# Start of Passage given

Does FB Marketplace even have any sort of reputation system? Or are you banking entirely on the age of the account?
I'm a heavy Facebook user, but I avoid FB Marketplace like the plague. Just seems like a great place to get scammed.
I used the same criteria: Number of items listed, number of items sold, how long they have been on the platform. For good measure, I cyber stalk them a little bit to make sure they exist.
Even with an Ebay-like ratings system, one of the thing which happens is legit accounts get hacked and go rogue. (I am guessing they got hacked; someone who was legit could also just randomly decide to go rogue) You're always going to be at risk of that.
There are scams but I think they are avoidable.
My next door neighbor has spent many thousands of dollars on FB Marketplace and has never been scammed. He buys tools and construction supplies and equipment. Usually gets the stuff 90%+ off retail price and sometimes free.
I think the key is dealing in person.
To me, that's an entirely reasonable trade-off. You sacrifice the breadth of the market available to you in exchange for greatly reducing your attack surface. You'll easily filter out the legions of machine-assisted international scammers if you require transactions to be in-person with cash.
At least one time I broke the rule and actually sent money up front for an item but the seller packaged up and sent it right away. The amount was low enough that I wasn't worried about losing it, the item was pretty unique, and I spent a bunch of time checking on things before I decided to trust.
I even managed to sell a nearly-new MacBook Pro for $1900 on FB Marketplace (employer let me keep it after layoff). Local buyer for cash. The buyer was super careful and had the Apple store verify everything about the MacBook.
The web site I bought from was a single legitimate-looking veneer page with most of its content lifted from templates, and there was no functional tracking or order management anywhere, so I immediately e-mailed them asking to cancel the order, to which they replied that they that the product was "good quality", "you can rest assured that you have it", and that they would charge me a 5% fee to cancel. So I opened a case with PayPal and they closed it saying the transaction was "consistent with my purchase history", whatever that means. I appealed and they doubled down that it was not fraudulent. There are no more buttons to press at that point, but I wrote back again reiterating all of the evidence that they were actively providing a payment service to facilitate fraudulent transactions (the scammer was still around and still advertising the same fake products) and after a long period of silence I suddenly got a refund.
PayPal is not on your side as a customer, especially if you're dealing with a professional scammer who knows how to play the game and string things out. I suspect what happened here was that they got one too many complaints, and if they'd been a little less greedy or more careful, they would have walked away with the bag of money.
This is not new, I think the origin is probably from disappointing catalogue ordering.
The business refusing to cancel the order would make an easy claim to reverse the payment.

# End of Passage given

Exercises to complete:
1 - In the Facebook Marketplace discussion, what did the buyer of the MacBook Pro have the Apple store do?
2 - Using the Facebook Marketplace discussion, explain why the commenter who once sent money up front for an item was willing to break the rule that time.

# Start of Data lines

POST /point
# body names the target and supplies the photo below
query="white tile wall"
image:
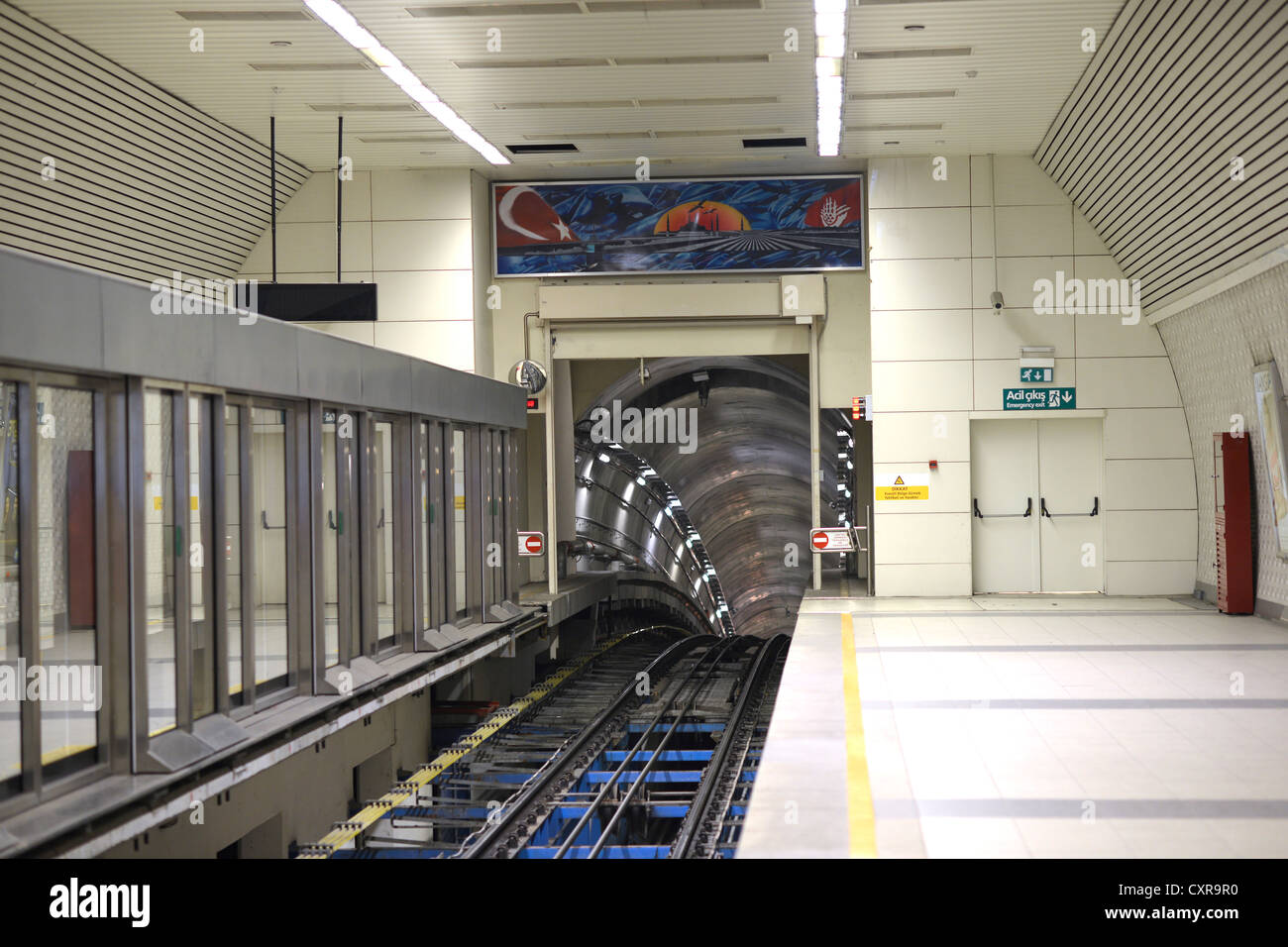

# End of Data lines

Results in order:
1 - The buyer had the Apple store verify everything about the MacBook.

2 - The amount was low enough that the commenter wasn't worried about losing it, and the item was pretty unique. The commenter had also spent a lot of time checking on things before deciding to trust the seller.